**INSTRUCTIONS TO FOLLOW:** Reproduce all of the records below word for word, leaving the pictures out.
* start MATERIAL *
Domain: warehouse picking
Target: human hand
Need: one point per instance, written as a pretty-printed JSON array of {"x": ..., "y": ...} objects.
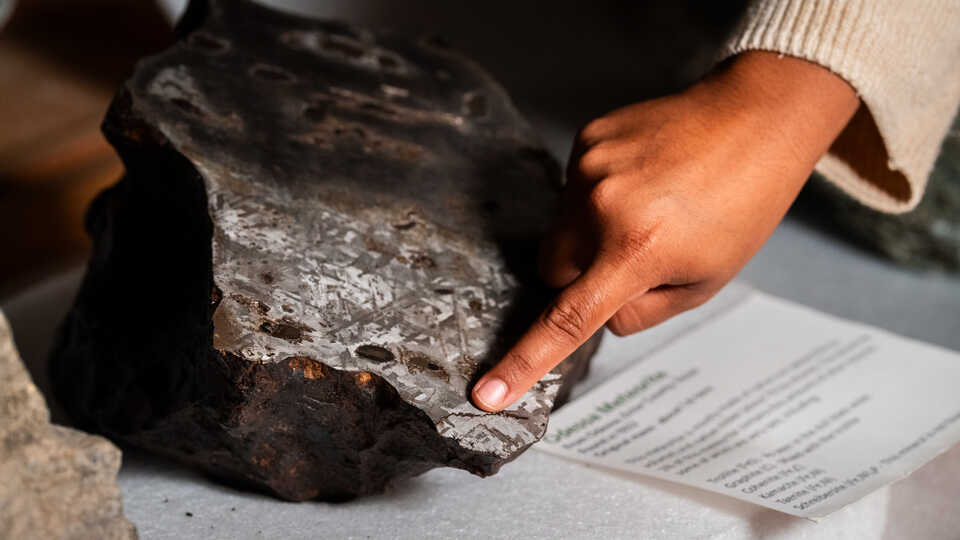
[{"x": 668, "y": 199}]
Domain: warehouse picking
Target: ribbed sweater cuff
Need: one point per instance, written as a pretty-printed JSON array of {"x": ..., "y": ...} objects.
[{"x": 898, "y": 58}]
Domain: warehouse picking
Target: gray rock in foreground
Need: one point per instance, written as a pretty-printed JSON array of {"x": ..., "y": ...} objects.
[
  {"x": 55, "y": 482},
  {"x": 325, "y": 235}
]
* end MATERIAL *
**FINAL ANSWER:**
Domain: warehouse picking
Target: human hand
Need: one point per instance, written as a pretty-printed JSON array of {"x": ..., "y": ...} objects.
[{"x": 668, "y": 199}]
Domain: warehouse picking
Target: ribbed sweater cuff
Need: one point per instance, written as a pretty-printed JSON array of {"x": ..., "y": ...} objects.
[{"x": 898, "y": 58}]
Domain: warehouse picking
Target: gray rock in foreground
Need: one point per instance, written as a pretty-printed JSON array of {"x": ..., "y": ...} objects.
[
  {"x": 55, "y": 482},
  {"x": 325, "y": 235}
]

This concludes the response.